◆ Work instructions ◆
Reproduce every line of the entries below, requests included, rescaling each point coordinate in the answers by 1.6 and rounding to whole numbers, with halves rounded up. Leave the numbers in the requests and their sample outputs unchanged.

◆ Data provided ◆

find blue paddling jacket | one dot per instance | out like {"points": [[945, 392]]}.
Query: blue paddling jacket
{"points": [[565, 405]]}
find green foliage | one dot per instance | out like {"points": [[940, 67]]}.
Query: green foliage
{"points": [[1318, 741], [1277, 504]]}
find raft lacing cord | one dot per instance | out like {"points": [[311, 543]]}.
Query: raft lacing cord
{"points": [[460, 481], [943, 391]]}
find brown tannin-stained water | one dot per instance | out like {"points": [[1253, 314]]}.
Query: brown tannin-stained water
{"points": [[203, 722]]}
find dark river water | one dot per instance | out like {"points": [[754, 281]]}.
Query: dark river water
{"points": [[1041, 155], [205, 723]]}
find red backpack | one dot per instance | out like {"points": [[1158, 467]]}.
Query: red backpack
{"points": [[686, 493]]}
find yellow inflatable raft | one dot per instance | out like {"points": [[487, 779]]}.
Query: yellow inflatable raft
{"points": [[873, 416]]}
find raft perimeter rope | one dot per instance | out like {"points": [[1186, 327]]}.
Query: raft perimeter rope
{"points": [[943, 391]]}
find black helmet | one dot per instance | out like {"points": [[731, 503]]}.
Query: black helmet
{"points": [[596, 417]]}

◆ Written reply ◆
find blue paddling jacket | one dot per instance | out like {"points": [[945, 392]]}.
Query: blue paddling jacket
{"points": [[904, 648]]}
find green foliage | one dot per instance | out like {"points": [[940, 67]]}.
Query: green foliage
{"points": [[2109, 1186], [2043, 806]]}
find raft lacing cord | one dot per instance | out like {"points": [[311, 543]]}.
Query: raft lacing cord
{"points": [[736, 770], [1509, 626]]}
find brown tannin-stained water | one dot per instance | out like {"points": [[1253, 314]]}.
Query: brown tannin-stained water
{"points": [[325, 1155]]}
find dark river water | one dot per instance | out like {"points": [[754, 281]]}.
Query: dark river water
{"points": [[1666, 248], [328, 1157]]}
find red backpack | one dot per instance | out like {"points": [[1158, 467]]}.
Query: red backpack
{"points": [[1098, 789]]}
find yellow inflatable raft | one dot per instance | out like {"points": [[487, 779]]}.
Query: yellow inflatable raft
{"points": [[1397, 666]]}
find raft perimeter rope | one dot per instance | out like {"points": [[1186, 327]]}.
Query: raft perimeter rope
{"points": [[1509, 626]]}
find black helmet | one dot per instance | out like {"points": [[731, 503]]}.
Query: black helmet
{"points": [[954, 667]]}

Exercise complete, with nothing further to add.